## Exercise requirements
A: According to the hospice care article, which two incurable diseases does Melissa Renzi have?
B: Continue the hospice care article from its last sentence.

## Provided text
Living numbered days
Through hospice care, the terminally ill gain comfort and control.
A death sentence is one of several things Melissa Renzi has in common with thousands of terminally ill patients.
Melissa lives day-to-day knowing her heart could stop without warning, if her body becomes too malnourished from her diseases. She suffers from gastroparesis and secondary mitochondrial disease—both incurable.
At 46 years old, Melissa lives with her husband, Jim Renzi, in their home in Rhode Island. She checks things off her ever-growing bucket list, like posing for 1950s-inspired pin-up shots. She colors and paints when able, makes awareness videos, watches movies, snuggles with her “furbies” (two cats, Sherbies and Puss, and emotional support dog, Sia) and does whatever she can to make others smile. Being there for others takes Melissa away from thinking about her constant pain.

## Supplied records

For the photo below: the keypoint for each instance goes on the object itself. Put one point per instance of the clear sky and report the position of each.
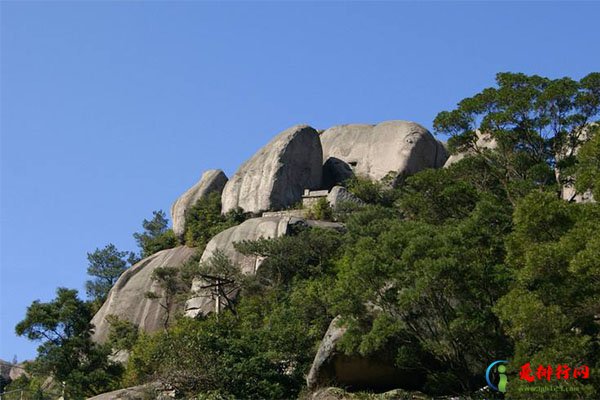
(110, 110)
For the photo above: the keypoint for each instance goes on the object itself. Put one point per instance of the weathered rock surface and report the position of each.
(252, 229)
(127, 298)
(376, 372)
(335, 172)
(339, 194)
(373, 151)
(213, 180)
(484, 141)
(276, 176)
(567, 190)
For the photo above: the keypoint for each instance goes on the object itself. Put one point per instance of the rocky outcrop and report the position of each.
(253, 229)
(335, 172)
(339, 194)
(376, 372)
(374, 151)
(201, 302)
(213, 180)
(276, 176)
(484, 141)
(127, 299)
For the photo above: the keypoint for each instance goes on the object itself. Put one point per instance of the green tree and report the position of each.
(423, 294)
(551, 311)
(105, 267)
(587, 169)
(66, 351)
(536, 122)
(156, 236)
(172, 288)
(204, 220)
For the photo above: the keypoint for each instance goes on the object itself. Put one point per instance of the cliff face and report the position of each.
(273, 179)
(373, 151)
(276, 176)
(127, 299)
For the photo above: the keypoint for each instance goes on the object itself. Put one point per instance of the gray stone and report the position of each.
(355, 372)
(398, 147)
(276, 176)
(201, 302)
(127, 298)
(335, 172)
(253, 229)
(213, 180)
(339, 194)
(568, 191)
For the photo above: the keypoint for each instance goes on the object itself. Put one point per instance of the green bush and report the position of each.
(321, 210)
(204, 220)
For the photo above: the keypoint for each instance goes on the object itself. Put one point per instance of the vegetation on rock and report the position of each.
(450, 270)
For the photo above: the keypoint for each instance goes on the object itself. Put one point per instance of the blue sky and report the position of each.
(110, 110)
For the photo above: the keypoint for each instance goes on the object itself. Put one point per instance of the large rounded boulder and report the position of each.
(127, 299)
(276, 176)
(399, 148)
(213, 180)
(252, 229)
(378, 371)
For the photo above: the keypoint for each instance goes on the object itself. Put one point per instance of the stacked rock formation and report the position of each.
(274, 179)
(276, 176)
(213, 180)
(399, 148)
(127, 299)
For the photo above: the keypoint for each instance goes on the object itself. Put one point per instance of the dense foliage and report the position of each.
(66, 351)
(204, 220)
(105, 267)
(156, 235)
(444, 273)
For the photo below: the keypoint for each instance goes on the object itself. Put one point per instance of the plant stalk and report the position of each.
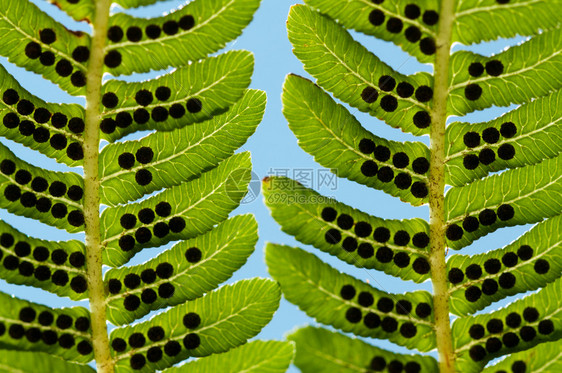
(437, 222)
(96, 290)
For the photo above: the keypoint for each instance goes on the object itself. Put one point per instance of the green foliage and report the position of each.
---
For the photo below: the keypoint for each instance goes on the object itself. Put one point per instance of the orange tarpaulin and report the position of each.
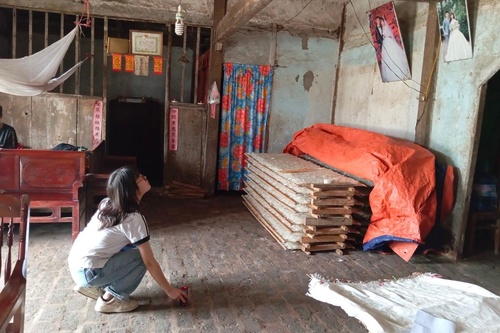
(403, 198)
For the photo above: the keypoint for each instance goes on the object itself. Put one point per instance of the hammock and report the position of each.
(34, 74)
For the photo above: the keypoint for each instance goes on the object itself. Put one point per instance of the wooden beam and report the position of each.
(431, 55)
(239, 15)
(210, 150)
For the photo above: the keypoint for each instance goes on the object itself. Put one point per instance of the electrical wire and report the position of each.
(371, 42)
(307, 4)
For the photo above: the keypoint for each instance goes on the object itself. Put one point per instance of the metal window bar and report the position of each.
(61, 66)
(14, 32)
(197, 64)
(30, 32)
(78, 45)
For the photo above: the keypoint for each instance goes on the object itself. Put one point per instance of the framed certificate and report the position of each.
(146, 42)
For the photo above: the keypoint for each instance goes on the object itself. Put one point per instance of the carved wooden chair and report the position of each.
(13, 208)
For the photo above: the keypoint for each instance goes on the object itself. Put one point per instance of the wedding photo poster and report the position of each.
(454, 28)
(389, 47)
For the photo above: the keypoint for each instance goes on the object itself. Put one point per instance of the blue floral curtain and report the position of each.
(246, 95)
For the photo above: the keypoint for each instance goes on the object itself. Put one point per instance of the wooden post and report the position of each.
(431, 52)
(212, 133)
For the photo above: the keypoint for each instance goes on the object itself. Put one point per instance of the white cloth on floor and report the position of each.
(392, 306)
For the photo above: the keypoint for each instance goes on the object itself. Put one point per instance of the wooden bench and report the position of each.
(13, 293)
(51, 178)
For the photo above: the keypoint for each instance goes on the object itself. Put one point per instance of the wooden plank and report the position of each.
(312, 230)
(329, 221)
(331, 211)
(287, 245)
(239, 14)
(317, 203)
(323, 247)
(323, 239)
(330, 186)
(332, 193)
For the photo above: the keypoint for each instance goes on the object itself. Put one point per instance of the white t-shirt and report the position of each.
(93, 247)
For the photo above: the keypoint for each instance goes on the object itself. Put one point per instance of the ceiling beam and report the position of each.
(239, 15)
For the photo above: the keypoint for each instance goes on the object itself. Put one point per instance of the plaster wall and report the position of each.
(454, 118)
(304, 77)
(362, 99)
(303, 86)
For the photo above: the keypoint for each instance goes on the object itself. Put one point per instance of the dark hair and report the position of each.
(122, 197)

## Answers for the exercise
A: Gastroparesis and secondary mitochondrial disease.

B:
Melissa relies on three and a half liters of oxygen at all times. She can no longer do much without her walker or wheelchair and describes herself as being tired “like a limp noodle.” She was diagnosed with gastroparesis in 2012. The condition prevents her stomach from emptying properly, according to Mayo Clinic. One night in 2012, she woke up to a stabbing pain in her left side and nonstop vomiting. This is when her life began to change.